Set task: Set down, word for word, the stretch of the piece on the college soccer hiring pledge from "We’ve got defender" through "minority groups. ...".

Extract provided:
════════════════

We’ve got defender Kerys Harrop at the top of the Hoddle today.

Ramble of the Day

The Soccer Collective on Racial Equality (SCORE) launched last year, immediately targeting the lack of diversity amongst technical staffs in the men’s game in the United States. Yesterday, the group announced a plan to combat it, involving men’s teams at the college level (per ESPN):

Dubbed the Clive Charles Diversity Hiring Initiative after the legendary University of Portland and U.S. men’s national team assistant coach, the effort is an opt-in pledge by Division I men’s soccer programs to include Black candidates in their pool for coaching vacancies. The initiative’s aim is to ensure equal opportunity in the hiring of coaches and to address the barriers that have faced underrepresented minority groups. ...

In a bid to increase access of Black coaches to job openings around the country, SCORE said it will maintain a “Ready List” of qualified Black men and women coaches. Collegiate programs that choose to enroll in the initiative pledge to interview at least one minority candidate which can come from the Ready List, though that isn’t required.

════════════════

Extracted information:

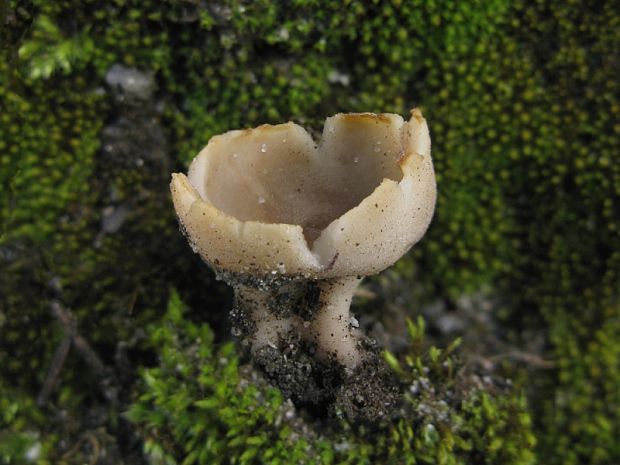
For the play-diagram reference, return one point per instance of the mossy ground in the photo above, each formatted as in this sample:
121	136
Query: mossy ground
523	103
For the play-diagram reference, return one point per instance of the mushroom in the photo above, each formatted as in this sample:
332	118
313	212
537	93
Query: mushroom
294	227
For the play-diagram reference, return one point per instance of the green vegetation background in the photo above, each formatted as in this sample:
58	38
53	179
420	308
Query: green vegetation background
523	103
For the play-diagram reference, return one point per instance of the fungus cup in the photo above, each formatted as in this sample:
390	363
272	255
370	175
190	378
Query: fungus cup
294	227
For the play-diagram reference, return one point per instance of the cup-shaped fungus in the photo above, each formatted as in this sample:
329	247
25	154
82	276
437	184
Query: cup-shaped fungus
293	227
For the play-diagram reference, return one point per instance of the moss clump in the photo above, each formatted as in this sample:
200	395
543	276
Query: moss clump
199	406
522	99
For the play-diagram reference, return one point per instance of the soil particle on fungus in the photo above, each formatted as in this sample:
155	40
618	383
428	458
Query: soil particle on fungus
370	393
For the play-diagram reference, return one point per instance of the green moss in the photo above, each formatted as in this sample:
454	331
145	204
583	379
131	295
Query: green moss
21	430
522	101
196	407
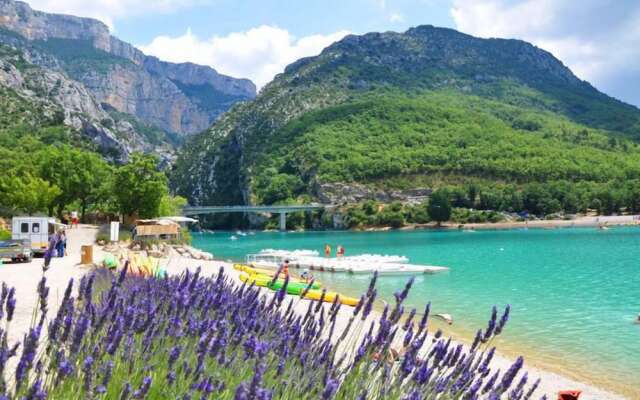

════════════════

Output for this exercise:
We’ve got defender Kerys Harrop at the top of the Hoddle today.

Ramble of the Day

The Soccer Collective on Racial Equality (SCORE) launched last year, immediately targeting the lack of diversity amongst technical staffs in the men’s game in the United States. Yesterday, the group announced a plan to combat it, involving men’s teams at the college level (per ESPN):

Dubbed the Clive Charles Diversity Hiring Initiative after the legendary University of Portland and U.S. men’s national team assistant coach, the effort is an opt-in pledge by Division I men’s soccer programs to include Black candidates in their pool for coaching vacancies. The initiative’s aim is to ensure equal opportunity in the hiring of coaches and to address the barriers that have faced underrepresented minority groups. ...